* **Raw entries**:
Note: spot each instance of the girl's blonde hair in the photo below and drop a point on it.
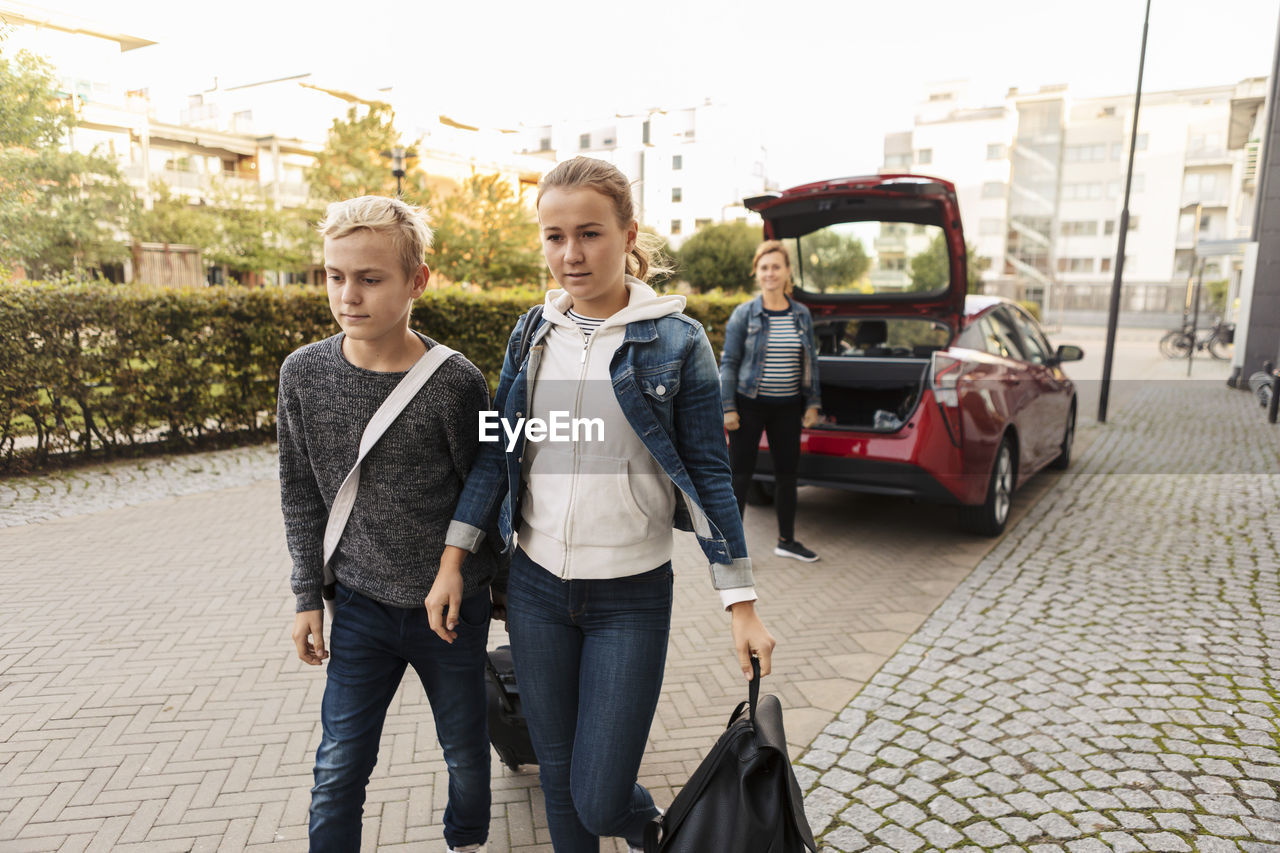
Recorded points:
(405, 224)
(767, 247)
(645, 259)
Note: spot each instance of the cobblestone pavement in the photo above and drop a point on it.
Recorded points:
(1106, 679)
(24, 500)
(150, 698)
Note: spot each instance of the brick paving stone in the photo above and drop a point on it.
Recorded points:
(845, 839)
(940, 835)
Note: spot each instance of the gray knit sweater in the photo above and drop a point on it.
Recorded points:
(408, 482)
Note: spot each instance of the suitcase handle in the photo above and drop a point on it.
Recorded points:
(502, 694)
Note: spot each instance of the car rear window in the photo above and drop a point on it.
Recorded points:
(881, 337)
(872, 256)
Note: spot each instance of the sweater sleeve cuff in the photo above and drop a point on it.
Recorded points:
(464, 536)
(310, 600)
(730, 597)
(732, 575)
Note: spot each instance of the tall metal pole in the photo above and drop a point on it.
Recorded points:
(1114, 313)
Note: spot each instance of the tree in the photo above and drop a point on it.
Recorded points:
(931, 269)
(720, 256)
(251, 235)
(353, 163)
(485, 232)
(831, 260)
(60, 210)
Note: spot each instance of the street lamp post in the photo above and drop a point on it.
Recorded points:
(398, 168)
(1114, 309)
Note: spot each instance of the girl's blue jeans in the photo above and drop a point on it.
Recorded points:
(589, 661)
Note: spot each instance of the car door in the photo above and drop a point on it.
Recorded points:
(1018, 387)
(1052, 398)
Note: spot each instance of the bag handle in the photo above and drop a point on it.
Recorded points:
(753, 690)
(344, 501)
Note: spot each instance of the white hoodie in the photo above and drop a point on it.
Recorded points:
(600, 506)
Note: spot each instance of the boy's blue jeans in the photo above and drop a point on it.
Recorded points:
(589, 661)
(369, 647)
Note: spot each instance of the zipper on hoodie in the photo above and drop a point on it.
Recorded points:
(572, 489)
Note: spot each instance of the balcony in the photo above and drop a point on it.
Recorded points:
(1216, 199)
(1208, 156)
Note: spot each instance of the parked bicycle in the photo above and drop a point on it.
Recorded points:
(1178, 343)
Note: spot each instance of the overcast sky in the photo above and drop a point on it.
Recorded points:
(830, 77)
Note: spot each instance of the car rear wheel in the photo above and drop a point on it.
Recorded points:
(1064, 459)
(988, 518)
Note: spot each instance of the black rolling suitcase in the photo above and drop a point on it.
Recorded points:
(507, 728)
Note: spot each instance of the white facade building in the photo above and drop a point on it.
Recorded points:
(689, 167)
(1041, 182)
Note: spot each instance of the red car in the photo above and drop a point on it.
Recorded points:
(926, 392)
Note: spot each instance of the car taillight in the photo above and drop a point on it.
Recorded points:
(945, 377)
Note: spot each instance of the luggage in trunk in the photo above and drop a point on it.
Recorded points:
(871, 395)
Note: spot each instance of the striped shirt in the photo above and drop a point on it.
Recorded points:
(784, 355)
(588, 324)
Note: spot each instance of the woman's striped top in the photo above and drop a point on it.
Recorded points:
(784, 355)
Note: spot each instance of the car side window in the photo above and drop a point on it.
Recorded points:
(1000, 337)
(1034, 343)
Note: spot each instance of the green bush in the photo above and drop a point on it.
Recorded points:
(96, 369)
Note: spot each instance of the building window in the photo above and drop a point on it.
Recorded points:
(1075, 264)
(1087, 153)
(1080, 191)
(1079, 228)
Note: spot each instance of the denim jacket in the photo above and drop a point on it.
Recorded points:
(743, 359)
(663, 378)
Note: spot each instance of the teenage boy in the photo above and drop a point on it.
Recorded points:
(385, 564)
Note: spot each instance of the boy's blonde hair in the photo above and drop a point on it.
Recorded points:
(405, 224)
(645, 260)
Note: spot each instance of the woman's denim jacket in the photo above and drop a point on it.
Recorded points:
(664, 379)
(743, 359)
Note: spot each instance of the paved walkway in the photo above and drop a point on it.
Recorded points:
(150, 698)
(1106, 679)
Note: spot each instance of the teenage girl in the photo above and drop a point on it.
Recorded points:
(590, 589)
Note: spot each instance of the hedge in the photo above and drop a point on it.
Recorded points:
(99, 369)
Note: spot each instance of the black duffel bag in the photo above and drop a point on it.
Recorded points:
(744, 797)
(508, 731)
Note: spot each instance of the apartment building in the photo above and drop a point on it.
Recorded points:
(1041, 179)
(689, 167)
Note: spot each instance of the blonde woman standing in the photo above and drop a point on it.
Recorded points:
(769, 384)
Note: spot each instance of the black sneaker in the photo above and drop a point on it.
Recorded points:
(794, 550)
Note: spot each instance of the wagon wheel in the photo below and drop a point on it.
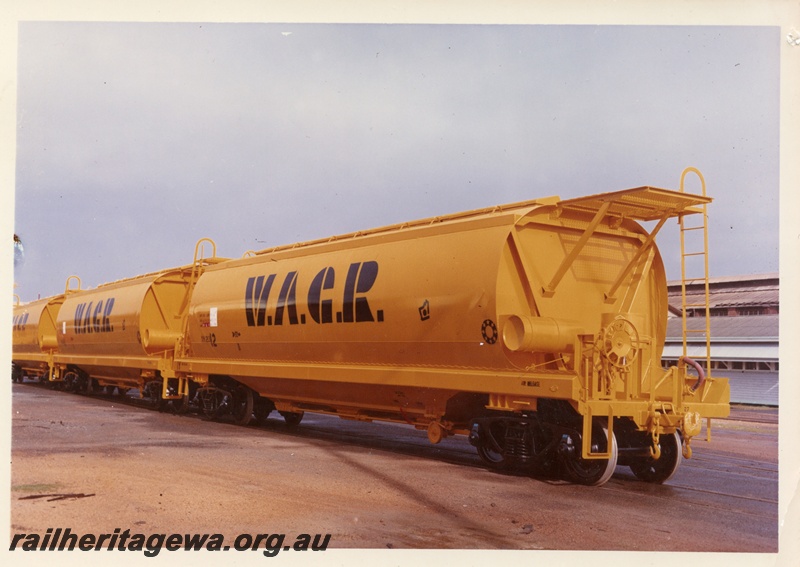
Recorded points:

* **Short exercise**:
Reproduce all of the entries above word for word, but leave the pictures out.

* **Solution to the problem**:
Note: spot each instance of the girl's blonde hair in the photo below and drop a point on it.
Recorded points:
(405, 224)
(767, 247)
(645, 259)
Note: spot each instance of the cobblestone pavement in the photo above and drop a point on it.
Recorded points:
(1106, 679)
(24, 500)
(150, 698)
Note: spot each instance of the brick paving stone in the photo above and drop a point on it.
Recorded points:
(845, 839)
(940, 835)
Note: spot each instance of the gray knit sweater in the photo above and drop a point on it.
Recorded points:
(408, 482)
Note: spot each instance of the suitcase handle in the photo above and drop a point on it.
Recorded points:
(502, 694)
Note: spot each instance of the car rear window in the photo above and drop a point on it.
Recorded points:
(881, 337)
(872, 256)
Note: spot each instance of the sweater sleeve cuff in the photo above and drop a point on it.
Recorded points:
(464, 536)
(310, 600)
(730, 597)
(732, 575)
Note: spot each instance of the tall metal pole in the photo above and drop a point on it.
Recorded points:
(1114, 313)
Note: spot each instance of the tree in the photo above and drop a point on it.
Recorded points:
(931, 269)
(720, 256)
(251, 235)
(353, 163)
(485, 232)
(831, 260)
(60, 210)
Note: spot each instance of the street lamp post in the photo above and drop a point on it.
Recorded points:
(398, 168)
(1114, 309)
Note: spot each instance of the girl's blue jeans in the photo above and drop a point on it.
Recorded points:
(589, 661)
Note: spot each instance of the car door in the photo above and drop a point on it.
Recorded points:
(1018, 387)
(1052, 398)
Note: spot each instance of the bag handle in the photo above and drop a point on it.
Recorded points:
(753, 690)
(344, 501)
Note: spot each instance of the white hoodie in the photo above and drop a point on it.
Recorded points:
(600, 506)
Note: spot each instance of the boy's blue jeans in the photo above and drop a point on it.
Recorded points:
(589, 661)
(369, 647)
Note: spot each instance of the zipper on hoodie in the photo above and drop a point on it.
Recorded points:
(572, 489)
Note: spot each instance of the balcony in the photo above and drop a point on it.
Recorded points:
(1216, 199)
(1208, 156)
Note: spot each instance of the parked bicycle in the photo above and drop a point on it.
Recorded points:
(1178, 343)
Note: spot each instance of the overcast sky in the photo above and drop a point on it.
Recorded points:
(830, 77)
Note: spot each instance of the car rear wheel in the photo above and drop a point on it.
Recorded points:
(1064, 459)
(988, 518)
Note: spot each instance of the black rolling suitcase in the photo above and drop a point on it.
Recorded points:
(507, 728)
Note: spot each instance of the white facade building in the photo above and drop a point on it.
Recorded points:
(689, 167)
(1041, 182)
Note: spot each instance of the red car in the photo above and drop a point on it.
Recorded points:
(926, 392)
Note: spot each instance of the car taillight in the photo above and drop a point on it.
Recorded points:
(945, 377)
Note: spot each instance of the luggage in trunk in the photo above and drop a point on it.
Recorded points:
(871, 395)
Note: spot each instance of the striped shirt in the photo above and drop a point on it.
Recorded points:
(784, 355)
(588, 324)
Note: spot each instance of the woman's striped top in the photo above and drop a point on it.
Recorded points:
(784, 355)
Note: spot each instance of the car side window in the photo above and drop a point on it.
Recorded points:
(1000, 337)
(1034, 343)
Note: spot each instance of the green bush in the photo above and drop a point on it.
Recorded points:
(96, 369)
Note: spot each instance of the building window in the photo above and drop a point on it.
Recorded points:
(1075, 264)
(1087, 153)
(1080, 191)
(1079, 228)
Note: spot each instance of the denim jacket in the photo above and drop a point on it.
Recorded points:
(743, 359)
(663, 378)
Note: spot each instance of the teenage boy in the photo above and drop a point on it.
Recorded points:
(385, 564)
Note: spot each instance of the boy's blonde hair in the photo above and drop a point on it.
Recorded points:
(405, 224)
(645, 260)
Note: spot each instance of the woman's denim jacket in the photo above and drop a point on it.
Recorded points:
(664, 379)
(743, 359)
Note: spot each instance of the paved walkway in the photo above and drop a point on it.
Recorded points:
(150, 698)
(1106, 679)
Note: spot each instance of the teenage girl in the photo above and drop a point on it.
Recorded points:
(590, 589)
Note: spot each instance of the hedge in the photo above and drop a point on it.
Recorded points:
(99, 369)
Note: spot each instance of the black duffel bag in the photo above and drop a point on it.
Recorded points:
(744, 797)
(508, 731)
Note: spot each instance of the apartment building in the photo above and drop a point on it.
Recorded points:
(1041, 179)
(689, 167)
Note: spot each instance of the blonde woman standing in the photo above and drop a point on it.
Recorded points:
(769, 384)
Note: spot each instance of the black sneaker in the photo above and drop a point on it.
Recorded points:
(794, 550)
Note: spot each instance of the wagon wheel in the photo below and drop a point on it.
Recorded points:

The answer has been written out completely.